**Source data**.
───

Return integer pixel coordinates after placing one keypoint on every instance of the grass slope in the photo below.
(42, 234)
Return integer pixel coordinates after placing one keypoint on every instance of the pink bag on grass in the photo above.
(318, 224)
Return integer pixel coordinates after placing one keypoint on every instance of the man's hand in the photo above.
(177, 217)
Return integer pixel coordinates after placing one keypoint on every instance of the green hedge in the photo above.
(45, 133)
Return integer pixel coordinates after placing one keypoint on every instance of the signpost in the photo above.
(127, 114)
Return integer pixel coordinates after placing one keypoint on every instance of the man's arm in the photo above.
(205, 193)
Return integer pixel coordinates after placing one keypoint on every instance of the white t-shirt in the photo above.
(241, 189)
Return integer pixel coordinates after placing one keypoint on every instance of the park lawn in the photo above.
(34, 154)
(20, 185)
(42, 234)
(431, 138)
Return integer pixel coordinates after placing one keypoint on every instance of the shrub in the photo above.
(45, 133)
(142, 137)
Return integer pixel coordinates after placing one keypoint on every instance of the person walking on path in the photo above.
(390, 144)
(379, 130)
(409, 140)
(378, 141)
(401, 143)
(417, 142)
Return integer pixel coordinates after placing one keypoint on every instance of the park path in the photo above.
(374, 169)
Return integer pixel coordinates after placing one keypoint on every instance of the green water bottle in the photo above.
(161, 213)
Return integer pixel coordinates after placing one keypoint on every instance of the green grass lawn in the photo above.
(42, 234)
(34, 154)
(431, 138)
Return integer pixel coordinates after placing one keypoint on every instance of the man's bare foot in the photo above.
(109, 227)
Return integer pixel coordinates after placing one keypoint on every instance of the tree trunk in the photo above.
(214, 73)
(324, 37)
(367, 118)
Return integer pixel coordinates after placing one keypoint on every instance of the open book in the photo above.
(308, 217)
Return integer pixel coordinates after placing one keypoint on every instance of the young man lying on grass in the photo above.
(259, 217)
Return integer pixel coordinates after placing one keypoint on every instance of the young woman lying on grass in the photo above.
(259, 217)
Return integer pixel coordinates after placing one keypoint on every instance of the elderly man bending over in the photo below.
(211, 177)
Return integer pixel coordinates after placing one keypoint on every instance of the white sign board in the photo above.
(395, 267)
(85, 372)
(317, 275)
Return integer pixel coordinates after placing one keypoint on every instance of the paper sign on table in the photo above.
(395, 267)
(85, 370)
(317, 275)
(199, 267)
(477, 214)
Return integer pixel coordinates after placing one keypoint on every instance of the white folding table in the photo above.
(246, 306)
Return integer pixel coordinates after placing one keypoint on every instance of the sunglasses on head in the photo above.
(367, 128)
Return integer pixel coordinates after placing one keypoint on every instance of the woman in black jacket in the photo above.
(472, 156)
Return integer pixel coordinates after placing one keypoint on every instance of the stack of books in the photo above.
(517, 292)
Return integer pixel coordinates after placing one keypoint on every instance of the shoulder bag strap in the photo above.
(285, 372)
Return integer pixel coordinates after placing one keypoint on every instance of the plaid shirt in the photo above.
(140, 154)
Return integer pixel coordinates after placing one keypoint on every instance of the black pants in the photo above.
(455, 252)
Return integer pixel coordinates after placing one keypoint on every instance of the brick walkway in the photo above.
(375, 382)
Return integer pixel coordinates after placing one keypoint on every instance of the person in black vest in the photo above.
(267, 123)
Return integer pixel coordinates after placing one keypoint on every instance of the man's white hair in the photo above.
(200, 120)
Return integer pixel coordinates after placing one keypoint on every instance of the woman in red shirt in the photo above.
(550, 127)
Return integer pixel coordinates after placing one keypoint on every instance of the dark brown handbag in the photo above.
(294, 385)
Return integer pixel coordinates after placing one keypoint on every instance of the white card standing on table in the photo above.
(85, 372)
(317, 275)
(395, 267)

───

**EXERCISE AIM**. Please transcribe each of the entries, exactly as written.

**TASK RESPONSE**.
Return integer pixel coordinates after placing one keypoint on every instance of the grass slope in the photo below.
(42, 234)
Return integer pixel coordinates after placing one keypoint on every instance of the pink bag on grass in the photo above.
(318, 224)
Return integer pixel coordinates after placing one keypoint on every instance of the man's hand in the photo above.
(177, 217)
Return integer pixel coordinates after placing one keypoint on every instance of the green hedge in the photo above.
(45, 133)
Return integer pixel coordinates after placing one keypoint on every instance of the signpost in the photo above.
(127, 114)
Return integer pixel coordinates after placing one keypoint on every instance of the man's arm in the photo above.
(205, 193)
Return integer pixel coordinates after placing one keypoint on every instance of the white t-shirt in the photo above.
(241, 189)
Return integer pixel coordinates after placing one keypoint on every instance of the park lawn in the photo above.
(34, 154)
(20, 185)
(42, 234)
(431, 138)
Return integer pixel coordinates after placing one keypoint on every instance of the shrub in the photo above.
(45, 133)
(142, 137)
Return integer pixel coordinates after placing one keypoint on every instance of the person walking on path in the photo above.
(390, 144)
(379, 130)
(409, 140)
(378, 141)
(401, 143)
(417, 142)
Return integer pixel coordinates after placing one keypoint on every instance of the park path in the photo above.
(374, 169)
Return integer pixel coordinates after placing one keypoint on every instance of the green water bottle in the photo above.
(161, 213)
Return integer pixel coordinates after placing one keypoint on every instance of the green grass lawn in the photo above.
(42, 234)
(34, 154)
(431, 138)
Return integer pixel coordinates after placing one keypoint on every instance of the man's bare foot in the photo above.
(109, 227)
Return integer pixel coordinates after placing one keypoint on every instance of the tree trunk in the photo above.
(214, 73)
(324, 37)
(367, 118)
Return integer pixel coordinates after placing one keypoint on every instance of the open book in the photo above.
(308, 217)
Return integer pixel coordinates after placing one keypoint on every instance of the young man lying on grass in the photo above.
(259, 217)
Return integer pixel coordinates after placing one keypoint on every instance of the young woman lying on grass in the photo above.
(259, 217)
Return integer pixel coordinates after placing one keypoint on every instance of the elderly man bending over in the photo below.
(211, 177)
Return integer pixel coordinates after placing one keypoint on every instance of the white sign board in the photo above.
(395, 267)
(85, 372)
(317, 275)
Return integer pixel coordinates after placing one keypoint on every instance of the paper sign on table in the photo above.
(395, 267)
(85, 370)
(317, 275)
(199, 267)
(477, 214)
Return integer pixel coordinates after placing one keypoint on every instance of the white folding table in the photo above.
(246, 306)
Return integer pixel coordinates after placing one keypoint on every instance of the sunglasses on head in the photo above.
(367, 128)
Return integer pixel coordinates after placing one keypoint on every instance of the woman in black jacket in the photo above.
(472, 156)
Return integer pixel coordinates after placing one keypoint on every instance of the stack of books in the photo above.
(517, 292)
Return integer pixel coordinates after placing one keypoint on every instance of the shoulder bag strap in the photo above.
(285, 372)
Return integer pixel coordinates after placing one keypoint on every instance of the plaid shirt in the photo above.
(140, 154)
Return integer pixel coordinates after placing one keypoint on every instance of the black pants in the photo above.
(455, 252)
Return integer pixel coordinates after placing one keypoint on every instance of the brick walkway in the photo above.
(375, 382)
Return integer pixel coordinates after placing one keypoint on every instance of the person in black vest in the photo above.
(267, 123)
Return integer pixel coordinates after placing one keypoint on every instance of the man's white hair in the photo above.
(200, 120)
Return integer pixel coordinates after placing one keypoint on every instance of the woman in red shirt in the photo above.
(550, 127)
Return integer pixel coordinates after placing one keypoint on every instance of the dark brown handbag in the photo above.
(294, 385)
Return integer pixel coordinates after placing one keypoint on every instance of the white card standing on table in the photo above.
(85, 372)
(317, 275)
(395, 267)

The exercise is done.